*Exercise prompt*: Copy the listing below in full, exactly.
────────────────
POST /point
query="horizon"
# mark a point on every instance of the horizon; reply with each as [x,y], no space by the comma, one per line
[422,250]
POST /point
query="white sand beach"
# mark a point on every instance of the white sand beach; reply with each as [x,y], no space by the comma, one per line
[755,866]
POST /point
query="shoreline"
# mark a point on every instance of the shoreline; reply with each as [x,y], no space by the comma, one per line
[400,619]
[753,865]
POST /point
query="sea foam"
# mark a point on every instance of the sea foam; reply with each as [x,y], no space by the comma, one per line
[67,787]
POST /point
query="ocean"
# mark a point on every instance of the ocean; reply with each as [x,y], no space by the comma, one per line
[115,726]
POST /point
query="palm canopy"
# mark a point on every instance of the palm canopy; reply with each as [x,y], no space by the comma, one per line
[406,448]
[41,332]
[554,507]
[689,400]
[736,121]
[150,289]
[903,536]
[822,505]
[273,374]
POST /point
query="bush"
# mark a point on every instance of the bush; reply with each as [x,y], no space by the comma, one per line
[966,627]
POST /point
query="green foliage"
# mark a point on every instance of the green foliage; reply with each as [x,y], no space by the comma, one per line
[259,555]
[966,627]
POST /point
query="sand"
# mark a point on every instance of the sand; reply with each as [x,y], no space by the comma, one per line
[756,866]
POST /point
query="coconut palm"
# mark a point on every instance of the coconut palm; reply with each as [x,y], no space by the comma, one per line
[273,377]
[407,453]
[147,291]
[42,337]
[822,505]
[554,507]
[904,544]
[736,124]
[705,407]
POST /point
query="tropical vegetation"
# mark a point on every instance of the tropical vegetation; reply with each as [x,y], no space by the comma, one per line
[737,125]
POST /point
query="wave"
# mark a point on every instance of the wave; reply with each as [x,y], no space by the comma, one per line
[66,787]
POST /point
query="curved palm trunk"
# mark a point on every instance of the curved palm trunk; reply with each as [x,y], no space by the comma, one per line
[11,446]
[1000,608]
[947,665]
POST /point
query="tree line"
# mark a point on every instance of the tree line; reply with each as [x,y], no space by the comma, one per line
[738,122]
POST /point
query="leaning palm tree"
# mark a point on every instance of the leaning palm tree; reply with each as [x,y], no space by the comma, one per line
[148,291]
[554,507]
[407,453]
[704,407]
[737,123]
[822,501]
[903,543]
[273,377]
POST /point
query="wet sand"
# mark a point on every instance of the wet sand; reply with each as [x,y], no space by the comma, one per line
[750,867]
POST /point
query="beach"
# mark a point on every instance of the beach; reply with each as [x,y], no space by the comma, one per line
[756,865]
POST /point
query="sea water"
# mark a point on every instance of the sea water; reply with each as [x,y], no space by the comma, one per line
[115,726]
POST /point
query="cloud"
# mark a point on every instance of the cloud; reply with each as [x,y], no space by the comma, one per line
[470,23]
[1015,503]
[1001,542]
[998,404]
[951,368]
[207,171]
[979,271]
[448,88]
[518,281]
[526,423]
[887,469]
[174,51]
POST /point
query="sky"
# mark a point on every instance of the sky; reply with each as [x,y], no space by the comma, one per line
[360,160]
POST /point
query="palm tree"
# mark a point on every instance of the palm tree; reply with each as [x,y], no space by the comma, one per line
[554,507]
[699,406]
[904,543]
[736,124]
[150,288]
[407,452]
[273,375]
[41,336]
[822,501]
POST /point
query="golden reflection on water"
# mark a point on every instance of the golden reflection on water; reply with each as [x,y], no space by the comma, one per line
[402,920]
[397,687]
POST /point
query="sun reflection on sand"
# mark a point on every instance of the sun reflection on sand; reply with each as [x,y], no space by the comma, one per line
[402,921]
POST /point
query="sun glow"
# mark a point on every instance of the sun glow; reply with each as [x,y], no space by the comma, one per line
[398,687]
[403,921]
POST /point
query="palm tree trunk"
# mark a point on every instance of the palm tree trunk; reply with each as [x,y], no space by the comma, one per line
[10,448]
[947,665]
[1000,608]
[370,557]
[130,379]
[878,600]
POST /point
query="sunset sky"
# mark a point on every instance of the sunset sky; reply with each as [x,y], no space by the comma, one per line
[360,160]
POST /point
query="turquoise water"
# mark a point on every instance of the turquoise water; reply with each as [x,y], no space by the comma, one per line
────────────────
*Result for this exercise*:
POST /point
query="horizon"
# mark a point on every instance of the horizon; reply with each as [x,y], no space by the comma, one per line
[422,250]
POST /point
query="white sand beach"
# mark a point on every instance of the white sand beach; reply with each as [x,y], no space by the comma, one per line
[755,866]
POST /point
query="shoreline"
# mark a point on every instance of the shoreline; reply with each as [x,y], no space by the comma, one per line
[400,619]
[753,865]
POST /point
query="sea foam"
# mark a point on every instance of the sea foam; reply with each as [x,y], no space by the comma, one per line
[67,787]
POST /point
query="ocean"
# mark a point on every instance of the ocean; reply with each as [x,y], no space by the comma, one per line
[115,726]
POST /point
query="palm canopy"
# mark a point on every instance of the palm canopy; reply with each as [x,y], no space by the comma, one per line
[406,448]
[41,332]
[554,507]
[689,400]
[736,121]
[150,289]
[903,536]
[822,505]
[273,374]
POST /point
query="bush"
# mark a point on every instance of the bush; reply with each as [x,y], no space by the comma, one per line
[966,627]
POST /point
query="green foliage"
# mark a point on every instance of the green foliage; reply with each as [x,y], no space by the comma, one per line
[259,555]
[966,627]
POST /point
query="sand"
# mark a point on every instance of the sand; reply with each as [x,y], no space by the comma, one per line
[756,866]
POST /point
query="coconut palm"
# mark a point on every instance of the coconut palm; reply with each as [x,y], no space by the comma, one per line
[273,377]
[407,453]
[147,291]
[42,337]
[822,505]
[554,507]
[904,544]
[736,124]
[705,407]
POST /point
query="tropical vegetation"
# mark a point on every instance of the tropical vegetation; reply with each as [x,y], no space by the comma, one per line
[737,125]
POST /point
query="wave"
# mark a point on every instance of the wave; reply with each as [x,y], no space by the comma, one per line
[66,787]
POST /point
query="curved palm trunk"
# mark a point on every instance of the curved palm trunk; reply with each as [x,y], no space by the comma, one per line
[11,446]
[1000,608]
[947,665]
POST /point
query="tree line"
# mark a point on every instance of the tree line; reply with each as [x,y], no space by the comma, one per line
[738,122]
POST /point
query="leaning palm tree"
# mark a point on every instance of the leaning palm tree; reply with each as [x,y], no space by the comma, one per line
[148,291]
[554,507]
[407,453]
[704,407]
[737,123]
[822,501]
[903,543]
[273,377]
POST /point
query="wet sand"
# mark a point on every instance of the wet sand; reply with each as [x,y], no space by the comma, one per line
[750,867]
POST /point
query="beach"
# mark a point on every instance of the beach; reply with each as [x,y], no space by the comma, one per line
[756,865]
POST /point
query="sea water"
# mark a point on every instance of the sea water; reply with each as [x,y], no space by the comma, one per line
[115,726]
POST /point
query="cloud"
# mark a point on every instance of the cloud; reply with each as [x,y], no space by the comma, one per line
[470,23]
[1015,503]
[1001,542]
[998,404]
[951,368]
[207,171]
[979,271]
[448,88]
[518,281]
[526,423]
[887,469]
[174,51]
POST /point
query="sky"
# mark a point on every instance of the sky; reply with each as [x,y], no space by the comma, one per line
[360,160]
POST /point
query="palm tree"
# mark a point on every instance of the palm tree; reply with each as [x,y], no space by the comma, one per line
[554,507]
[699,406]
[904,543]
[736,124]
[150,288]
[407,452]
[273,375]
[41,336]
[822,501]
POST /point
query="golden reflection on water"
# mark a point on every instance of the golden reflection on water; reply with each as [x,y], no space by the comma, one per line
[402,920]
[397,687]
POST /point
query="sun reflection on sand"
# mark a point on every instance of the sun reflection on sand; reply with each as [x,y], no space by the comma, one per line
[402,921]
POST /point
query="sun glow"
# mark a point on every instance of the sun glow; reply with each as [x,y], no space by the comma, one per line
[398,687]
[403,921]
POST /point
query="palm tree trunk"
# mark a point on every instance of the palm tree trunk; reply with each as [x,y], no space by the comma, one per line
[10,448]
[947,665]
[1000,608]
[370,557]
[130,379]
[878,600]
POST /point
query="sunset sky"
# mark a point on every instance of the sunset sky; reply with each as [x,y], no space by the comma, one per line
[360,160]
POST /point
query="turquoise water"
# mark a point on every instance of the turquoise water; reply with each as [x,y], no space by the comma, one per line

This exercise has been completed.